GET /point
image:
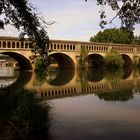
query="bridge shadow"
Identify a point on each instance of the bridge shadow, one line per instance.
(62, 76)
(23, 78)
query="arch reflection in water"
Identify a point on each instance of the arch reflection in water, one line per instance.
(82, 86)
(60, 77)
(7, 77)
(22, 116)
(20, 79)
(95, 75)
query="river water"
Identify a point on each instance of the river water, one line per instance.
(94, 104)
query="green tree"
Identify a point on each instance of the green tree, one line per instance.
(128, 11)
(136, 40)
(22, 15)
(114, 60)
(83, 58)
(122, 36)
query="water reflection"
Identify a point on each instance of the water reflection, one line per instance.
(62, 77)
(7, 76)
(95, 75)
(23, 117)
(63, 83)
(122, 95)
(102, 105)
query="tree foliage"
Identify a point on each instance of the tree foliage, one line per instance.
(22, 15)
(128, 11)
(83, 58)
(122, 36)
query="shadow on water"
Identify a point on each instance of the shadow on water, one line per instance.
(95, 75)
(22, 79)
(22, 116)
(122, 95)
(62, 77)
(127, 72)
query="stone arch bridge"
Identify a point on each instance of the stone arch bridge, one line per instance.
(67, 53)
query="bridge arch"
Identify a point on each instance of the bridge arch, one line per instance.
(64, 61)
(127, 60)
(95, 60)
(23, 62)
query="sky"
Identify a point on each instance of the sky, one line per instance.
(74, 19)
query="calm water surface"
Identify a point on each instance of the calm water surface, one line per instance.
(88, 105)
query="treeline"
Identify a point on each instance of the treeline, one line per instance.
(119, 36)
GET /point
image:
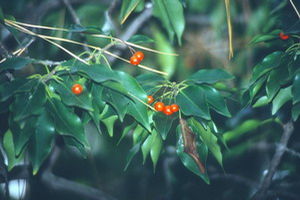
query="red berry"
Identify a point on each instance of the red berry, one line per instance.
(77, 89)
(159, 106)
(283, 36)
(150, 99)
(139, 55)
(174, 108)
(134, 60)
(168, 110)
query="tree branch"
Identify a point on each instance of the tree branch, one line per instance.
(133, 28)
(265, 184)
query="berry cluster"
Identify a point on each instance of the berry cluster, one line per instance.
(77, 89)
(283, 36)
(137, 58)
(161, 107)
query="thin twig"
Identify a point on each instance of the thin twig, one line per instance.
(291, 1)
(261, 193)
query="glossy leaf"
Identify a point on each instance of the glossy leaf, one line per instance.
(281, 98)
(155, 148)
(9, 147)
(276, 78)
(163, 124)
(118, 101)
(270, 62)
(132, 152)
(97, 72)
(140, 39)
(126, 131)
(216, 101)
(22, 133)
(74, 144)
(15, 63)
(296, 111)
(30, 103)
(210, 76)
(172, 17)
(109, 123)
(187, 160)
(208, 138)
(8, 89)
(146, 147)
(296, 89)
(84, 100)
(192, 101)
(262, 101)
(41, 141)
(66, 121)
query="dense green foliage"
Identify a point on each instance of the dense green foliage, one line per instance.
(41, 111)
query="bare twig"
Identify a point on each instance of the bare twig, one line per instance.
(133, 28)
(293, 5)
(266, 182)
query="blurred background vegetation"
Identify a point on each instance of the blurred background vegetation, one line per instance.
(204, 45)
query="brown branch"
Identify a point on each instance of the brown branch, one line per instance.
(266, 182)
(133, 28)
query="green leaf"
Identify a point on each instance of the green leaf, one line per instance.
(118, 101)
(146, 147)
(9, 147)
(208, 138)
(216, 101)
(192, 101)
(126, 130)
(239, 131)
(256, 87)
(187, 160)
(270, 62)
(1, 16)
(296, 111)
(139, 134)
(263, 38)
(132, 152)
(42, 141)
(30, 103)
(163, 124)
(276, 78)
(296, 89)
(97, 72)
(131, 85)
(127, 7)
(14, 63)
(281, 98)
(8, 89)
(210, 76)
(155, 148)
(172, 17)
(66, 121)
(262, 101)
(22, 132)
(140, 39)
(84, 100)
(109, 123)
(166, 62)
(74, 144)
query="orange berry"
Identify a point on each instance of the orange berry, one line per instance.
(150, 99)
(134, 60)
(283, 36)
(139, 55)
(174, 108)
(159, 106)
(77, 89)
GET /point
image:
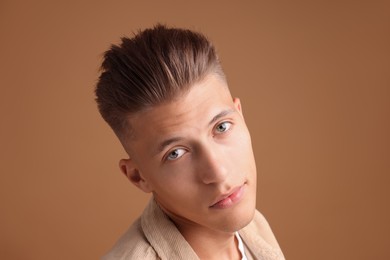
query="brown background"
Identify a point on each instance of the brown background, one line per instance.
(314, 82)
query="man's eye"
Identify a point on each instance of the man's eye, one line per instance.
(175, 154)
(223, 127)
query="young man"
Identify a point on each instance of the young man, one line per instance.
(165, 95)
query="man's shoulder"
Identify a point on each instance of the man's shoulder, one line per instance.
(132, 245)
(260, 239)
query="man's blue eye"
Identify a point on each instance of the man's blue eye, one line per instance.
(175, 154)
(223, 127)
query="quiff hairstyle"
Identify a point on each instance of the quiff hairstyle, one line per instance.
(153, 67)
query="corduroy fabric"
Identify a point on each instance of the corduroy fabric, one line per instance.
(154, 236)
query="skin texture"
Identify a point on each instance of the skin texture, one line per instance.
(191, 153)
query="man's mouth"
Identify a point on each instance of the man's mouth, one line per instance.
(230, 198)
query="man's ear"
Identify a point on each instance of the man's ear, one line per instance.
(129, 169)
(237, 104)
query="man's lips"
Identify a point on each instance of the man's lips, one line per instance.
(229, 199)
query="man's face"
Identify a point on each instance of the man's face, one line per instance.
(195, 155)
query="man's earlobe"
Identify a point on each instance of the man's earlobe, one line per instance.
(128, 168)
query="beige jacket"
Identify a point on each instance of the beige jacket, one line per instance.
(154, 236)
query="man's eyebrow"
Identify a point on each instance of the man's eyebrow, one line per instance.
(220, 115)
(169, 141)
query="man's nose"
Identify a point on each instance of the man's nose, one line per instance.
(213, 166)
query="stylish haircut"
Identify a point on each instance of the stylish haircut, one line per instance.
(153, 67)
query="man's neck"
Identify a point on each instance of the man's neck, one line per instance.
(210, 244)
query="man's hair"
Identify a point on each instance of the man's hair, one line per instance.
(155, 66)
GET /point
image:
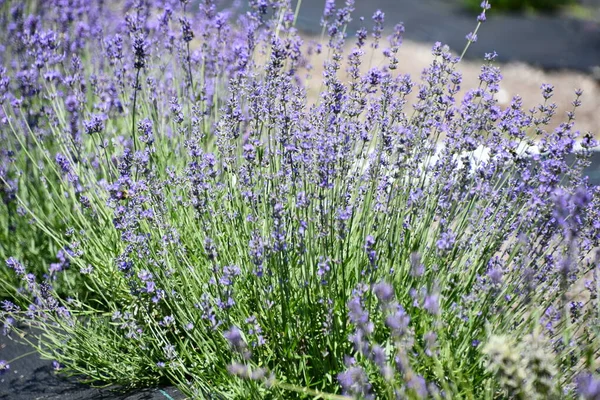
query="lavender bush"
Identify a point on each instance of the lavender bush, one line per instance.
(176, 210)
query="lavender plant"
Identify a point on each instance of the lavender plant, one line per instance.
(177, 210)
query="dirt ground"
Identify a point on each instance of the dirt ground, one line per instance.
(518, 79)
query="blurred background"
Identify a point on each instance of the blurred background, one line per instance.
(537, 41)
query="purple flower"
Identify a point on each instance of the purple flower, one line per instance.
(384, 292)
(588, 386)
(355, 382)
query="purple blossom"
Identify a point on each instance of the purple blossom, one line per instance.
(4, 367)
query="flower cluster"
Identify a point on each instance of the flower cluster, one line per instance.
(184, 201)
- - - - - - -
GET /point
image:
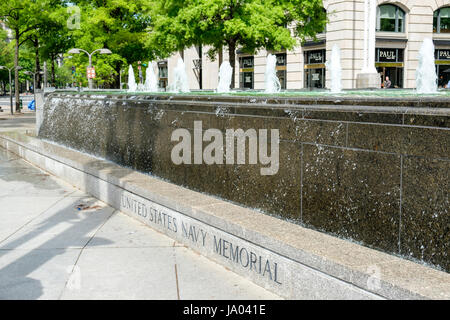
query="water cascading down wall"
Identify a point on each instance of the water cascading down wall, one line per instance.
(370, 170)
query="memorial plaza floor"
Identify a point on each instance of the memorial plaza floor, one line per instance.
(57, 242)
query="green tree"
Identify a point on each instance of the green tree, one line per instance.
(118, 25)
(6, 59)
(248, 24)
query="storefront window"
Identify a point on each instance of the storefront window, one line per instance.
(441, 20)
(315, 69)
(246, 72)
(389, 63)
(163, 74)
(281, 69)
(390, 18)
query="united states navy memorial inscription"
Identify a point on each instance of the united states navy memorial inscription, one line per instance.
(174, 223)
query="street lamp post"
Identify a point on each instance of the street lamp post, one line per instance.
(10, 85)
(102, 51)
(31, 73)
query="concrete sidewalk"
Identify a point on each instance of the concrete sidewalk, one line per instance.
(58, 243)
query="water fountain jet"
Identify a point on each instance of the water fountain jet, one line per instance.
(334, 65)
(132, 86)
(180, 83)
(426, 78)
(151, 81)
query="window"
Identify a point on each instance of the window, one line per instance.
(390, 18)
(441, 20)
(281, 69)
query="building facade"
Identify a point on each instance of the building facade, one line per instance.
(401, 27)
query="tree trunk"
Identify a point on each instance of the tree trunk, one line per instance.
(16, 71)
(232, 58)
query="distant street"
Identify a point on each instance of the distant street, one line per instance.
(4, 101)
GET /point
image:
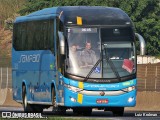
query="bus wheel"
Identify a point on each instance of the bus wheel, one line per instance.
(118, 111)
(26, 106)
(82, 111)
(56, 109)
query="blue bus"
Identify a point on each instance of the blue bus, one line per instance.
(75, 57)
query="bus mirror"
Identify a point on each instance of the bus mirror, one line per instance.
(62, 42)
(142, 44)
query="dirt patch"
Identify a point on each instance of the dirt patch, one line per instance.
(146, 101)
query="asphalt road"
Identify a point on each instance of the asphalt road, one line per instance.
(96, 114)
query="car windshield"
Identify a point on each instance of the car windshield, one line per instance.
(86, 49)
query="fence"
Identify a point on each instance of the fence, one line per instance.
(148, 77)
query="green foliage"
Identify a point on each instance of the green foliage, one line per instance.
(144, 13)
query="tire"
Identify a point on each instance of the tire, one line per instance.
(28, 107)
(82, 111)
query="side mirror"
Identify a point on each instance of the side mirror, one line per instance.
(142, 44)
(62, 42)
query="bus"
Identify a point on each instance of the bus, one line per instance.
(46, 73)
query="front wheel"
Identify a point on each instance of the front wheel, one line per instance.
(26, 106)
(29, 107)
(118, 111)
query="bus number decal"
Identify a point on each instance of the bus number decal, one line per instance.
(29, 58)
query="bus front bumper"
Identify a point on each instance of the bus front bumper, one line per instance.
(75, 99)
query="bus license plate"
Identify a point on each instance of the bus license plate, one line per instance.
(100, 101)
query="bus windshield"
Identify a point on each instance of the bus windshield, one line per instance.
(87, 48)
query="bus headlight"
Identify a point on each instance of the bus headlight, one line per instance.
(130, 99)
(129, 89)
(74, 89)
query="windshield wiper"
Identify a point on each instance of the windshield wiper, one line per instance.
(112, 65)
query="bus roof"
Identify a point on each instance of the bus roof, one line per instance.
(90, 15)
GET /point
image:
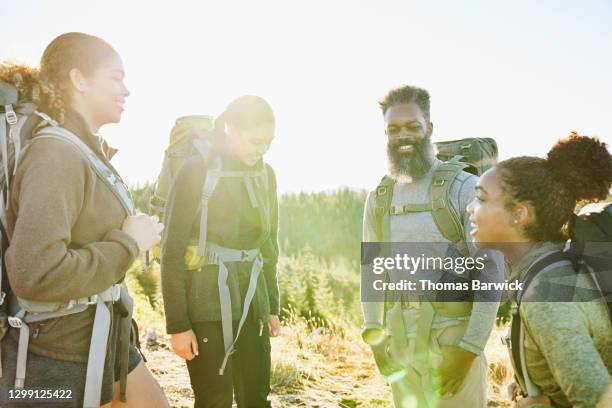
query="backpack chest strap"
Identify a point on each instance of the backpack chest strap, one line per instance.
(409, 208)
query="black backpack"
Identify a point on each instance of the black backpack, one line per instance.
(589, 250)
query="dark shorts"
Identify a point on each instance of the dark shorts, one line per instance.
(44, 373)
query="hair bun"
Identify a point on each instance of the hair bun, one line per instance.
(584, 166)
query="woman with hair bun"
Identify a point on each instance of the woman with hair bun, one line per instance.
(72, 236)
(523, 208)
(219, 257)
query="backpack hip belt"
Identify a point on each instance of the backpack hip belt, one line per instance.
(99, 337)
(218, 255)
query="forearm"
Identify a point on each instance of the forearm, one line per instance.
- - - - - - -
• What this task involves
Report each line of the material above that contains the string "leaf". Matching is case-sensitive.

• Answer for the task
query="glossy leaf"
Identify a point on each instance of the glossy leaf, one line per instance.
query="green leaf"
Identify a point on each instance of the green leaf, one line per instance.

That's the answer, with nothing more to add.